● **Requirements**:
(a) What episode number appears in the header of the Rioplatense solution?
(b) Quote the Rioplatense solution, beginning at the words "Obviously we may" and stopping after "the following algorithm.".

\documentclass[11pt]{scrartcl}
\usepackage{evan}
\begin{document}
\title{Rioplatense 2019/L2/3}
\subtitle{Evan Chen}
\author{Twitch Solves ISL}
\date{Episode 132}
\maketitle
\section*{Problem}
Let $n$ be a positive integer.
Let $S$ be a multiset of $2n+1$ numbers less or equal
than $2^n$ with the following property: the product of any $n$ numbers of $S$
divides the product of the $n+1$ remaining numbers of $S$.
Prove that $S$ has at least $2$ equal numbers.
\section*{Video}
\href{https://www.youtube.com/watch?v=3X6YcQybomM&list=PLi6h8GM1FA6yHh4gDk_ZYezmncU1EJUmZ}{\texttt{https://youtu.be/3X6YcQybomM}}
\section*{External Link}
\url{https://aops.com/community/p28630932}
\newpage
\section*{Solution}
We start by analyzing a particular prime:
\begin{claim*}
Let $p$ be a fixed prime,
and let \[ e_0 \leq \dots \leq e_{2n} \] be the $\nu_p$'s of the elements of $S$.
There exists an index $k$ such that
\[ e_{k+1} = e_{k+2} \dots = e_{k+2n-e_0}. \]
\end{claim*}
\begin{proof}
Write the above inequality as
\[ \sum_{i=1}^{n} \left( e_n - e_i \right)
+ \sum_{i=n+1}^{2n} \left( e_i - e_n \right) \le e_0 \]
where
\begin{align*}
0 &= e_n-e_n \leq e_n-e_{n-1} \leq e_n-e_{n-2} \leq \dots \leq e_n-e_1 \\
0 &\leq e_{n+1}-e_n \le e_{n+2}-e_n \leq \dots \leq e_{2n}-e_n.
\end{align*}
If we set $A = \sum_{i=1}^{n} \left( e_n - e_i \right)$
and $B = \sum_{i=n+1}^{2n} \left( e_i - e_n \right)$, then
in fact the smallest $n-A$ summands of $A$
and the smallest $n-B$ summands of $B$ must all be zero.
These produce the $A+B \leq 2n-e_0$ required indices.
\end{proof}
We now proceed in two cases, by induction on $n$.
The base cases $n=0,1,2$ are clear, so assume $n \geq 3$.
\begin{itemize}
\ii Assume there is a prime $p$ that doesn't divide every element of $S$
(i.e.\ $e_0=0$ for some prime $p$ in the claim's notation).
Then by the above, in fact there is one element of $S$ not divisible by $p$, say $x$,
and all other elements of $S$ have the same exponent of $p$.
Pick any $y \in S$ with $y \neq x$
and apply induction hypothesis onto $\frac1p \cdot (S \setminus \{x,y\})$.
\ii Otherwise, assume we're in a situation where the primes $p_1$, \dots, $p_m$
appear with nonzero minimum multiplicities $u_1$, \dots, $u_m$, respectively.
Obviously we may assume $\sum u_i \leq n-1$,
otherwise even the GCD of all the elements is at least $2^{u_1 + \dots + u_m}$.
In particular, $\max(u_i) \le n-1$; also (as $u_i \ge 1$) we have $m \leq n-1$.
Imagine the following algorithm.
Write all elements of $S$ on the blackboard.
Then for $i=1,\dots,m$, take the index promised by the claim for the prime $p_i$,
and draw an X on all $u_i+1$ elements not corresponding to those $e_i$'s.
If, after the algorithm ends, there are at least two numbers not X'ed out, we win.
However, the total number of X's is $\sum(u_i+1) \leq (n-1) + m = 2n-2$.
\end{itemize}
\end{document}

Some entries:
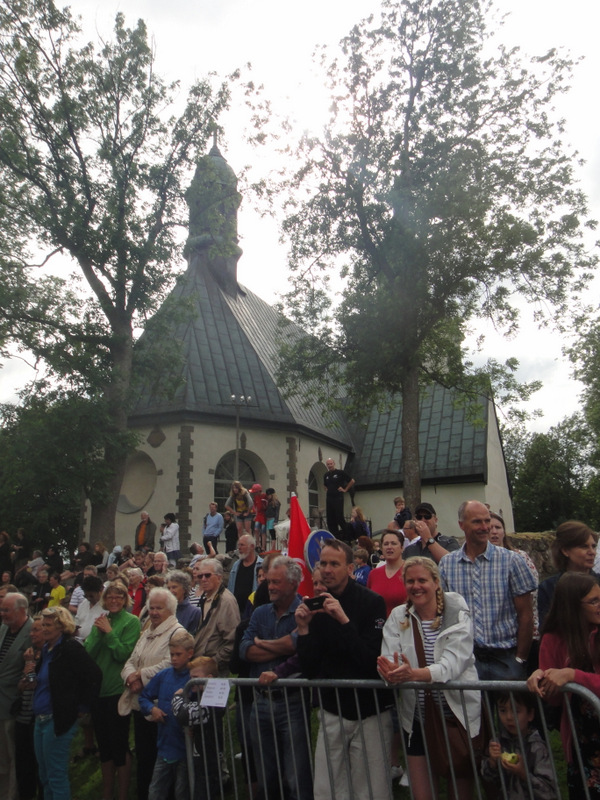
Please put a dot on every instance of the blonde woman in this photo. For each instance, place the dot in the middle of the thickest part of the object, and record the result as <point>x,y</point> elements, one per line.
<point>430,638</point>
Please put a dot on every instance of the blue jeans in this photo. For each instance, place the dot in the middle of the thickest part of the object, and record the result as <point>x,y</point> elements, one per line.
<point>493,664</point>
<point>166,775</point>
<point>52,753</point>
<point>280,736</point>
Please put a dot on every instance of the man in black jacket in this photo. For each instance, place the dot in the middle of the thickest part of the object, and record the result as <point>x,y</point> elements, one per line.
<point>342,641</point>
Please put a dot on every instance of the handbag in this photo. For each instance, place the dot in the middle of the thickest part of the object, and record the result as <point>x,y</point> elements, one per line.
<point>453,755</point>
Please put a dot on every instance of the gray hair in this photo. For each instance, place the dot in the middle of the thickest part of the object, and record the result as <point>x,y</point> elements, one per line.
<point>293,571</point>
<point>215,564</point>
<point>171,601</point>
<point>180,577</point>
<point>20,601</point>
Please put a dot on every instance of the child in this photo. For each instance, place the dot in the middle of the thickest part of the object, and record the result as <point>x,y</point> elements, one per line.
<point>534,761</point>
<point>207,731</point>
<point>57,591</point>
<point>361,566</point>
<point>171,764</point>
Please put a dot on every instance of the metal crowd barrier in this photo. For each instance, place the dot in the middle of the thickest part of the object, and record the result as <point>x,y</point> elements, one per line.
<point>220,764</point>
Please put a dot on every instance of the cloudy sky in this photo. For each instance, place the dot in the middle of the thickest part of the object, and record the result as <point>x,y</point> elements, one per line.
<point>278,39</point>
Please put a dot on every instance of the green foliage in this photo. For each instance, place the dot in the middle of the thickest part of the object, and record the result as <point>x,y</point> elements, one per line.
<point>552,476</point>
<point>51,458</point>
<point>439,190</point>
<point>93,167</point>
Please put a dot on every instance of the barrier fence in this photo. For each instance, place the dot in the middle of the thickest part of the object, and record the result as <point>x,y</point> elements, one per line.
<point>298,739</point>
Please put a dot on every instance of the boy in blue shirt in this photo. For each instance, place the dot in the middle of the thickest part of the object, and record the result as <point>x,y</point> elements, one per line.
<point>155,703</point>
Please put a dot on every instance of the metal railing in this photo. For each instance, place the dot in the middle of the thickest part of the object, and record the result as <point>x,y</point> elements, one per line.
<point>275,729</point>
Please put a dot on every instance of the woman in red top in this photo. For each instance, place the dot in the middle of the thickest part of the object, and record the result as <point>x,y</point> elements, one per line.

● **Responses per task**:
(a) Episode 132

(b)
Obviously we may assume $\sum u_i \leq n-1$,
otherwise even the GCD of all the elements is at least $2^{u_1 + \dots + u_m}$.
In particular, $\max(u_i) \le n-1$; also (as $u_i \ge 1$) we have $m \leq n-1$.
Imagine the following algorithm.